Write the next part of the passage about Priscilla's illness, starting right after its final sentence.

* [Exercise passage]
>>>

“Some real lives do—for some certain days or years—actually anticipate the happiness of Heaven; and, I believe, if such perfect happiness is once felt by good people . . . its sweet effect is never wholly lost. Whatever trials follow, whatever pains of sickness or shades of death, the glory precedent still shines through, cheering the keen anguish, and tinging the deep cloud.”
— Charlotte Brontë, Villette
Throughout this story I’ve described God’s “endless mercies” to Priscilla and me over the course of her illness. I’ve told mostly about what might be considered external things, such as the provision of funds and materials—just what we needed, just when we needed it—over and over again. From time to time, however, I’ve lifted back the veil a bit to show you more internal things, how God showed mercy to our hearts by giving us grace and strength and courage and joy to carry on. As I bring this story to a close, I’d like to emphasize how that second aspect of mercy was just as crucial as the first. I think the best way to do that is to quote at length from the update we sent out on March 2, 2015.
Dear Praying Friends,
“People aren’t prepared for the level of disability they’re going to experience with ALS,” our nurse practitioner told us recently, after Priscilla explained that all she could do physically now was move the joystick on her electric wheelchair, operate her computer mouse, and hold a tablespoon at meals (which Chris had to help her lift to her mouth). Priscilla shared the grief and frustration that came with these limitations, and that’s what prompted the comment. It was a word of solidarity, acknowledging our reality and validating the emotions that came with it. But it was also a word of instruction, cautioning us to prepare ourselves for as-yet-unimagined greater disabilities in the future.

<<<

(Stored dataset items)
>>>

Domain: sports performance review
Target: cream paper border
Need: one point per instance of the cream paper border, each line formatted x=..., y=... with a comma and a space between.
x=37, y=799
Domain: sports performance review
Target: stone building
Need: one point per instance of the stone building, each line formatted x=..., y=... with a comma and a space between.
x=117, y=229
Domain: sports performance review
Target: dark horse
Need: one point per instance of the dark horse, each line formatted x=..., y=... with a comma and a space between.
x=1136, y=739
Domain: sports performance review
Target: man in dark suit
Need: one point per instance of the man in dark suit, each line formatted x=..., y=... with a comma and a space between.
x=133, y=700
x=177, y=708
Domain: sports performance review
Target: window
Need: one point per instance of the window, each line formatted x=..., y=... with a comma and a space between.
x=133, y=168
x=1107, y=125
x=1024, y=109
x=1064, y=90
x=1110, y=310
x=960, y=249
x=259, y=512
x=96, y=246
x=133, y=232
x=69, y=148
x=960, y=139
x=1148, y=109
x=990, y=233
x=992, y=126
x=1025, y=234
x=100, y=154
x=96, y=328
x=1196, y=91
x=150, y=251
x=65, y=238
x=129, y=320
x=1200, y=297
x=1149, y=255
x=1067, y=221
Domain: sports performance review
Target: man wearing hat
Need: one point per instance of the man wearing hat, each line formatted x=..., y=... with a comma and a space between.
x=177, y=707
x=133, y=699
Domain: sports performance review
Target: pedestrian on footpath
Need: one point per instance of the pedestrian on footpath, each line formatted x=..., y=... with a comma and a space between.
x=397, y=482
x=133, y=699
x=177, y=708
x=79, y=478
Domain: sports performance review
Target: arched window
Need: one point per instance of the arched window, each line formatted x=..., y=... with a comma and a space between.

<<<

* [Task result]
This conversation crystallized for us a realization that had been forming for some time. The challenges for us the rest of the way will no longer be essentially technical or mechanical (deciding how to renovate the bathroom, finding the right access ramp, learning how to use a Hoyer lift, etc.), but emotional, psychological, and spiritual. And so we earnestly ask for your prayers that we will meet these challenges. We want to continue to face each day with courage and joy. We want to continue to trust confidently in God, not being offended by what is happening, but enduring faithfully to the end. We want to continue to believe that God’s purposes are being advanced through all of this, even if we never see or understand exactly how in this life. With your prayers we will be able to do all of these things. Thank you!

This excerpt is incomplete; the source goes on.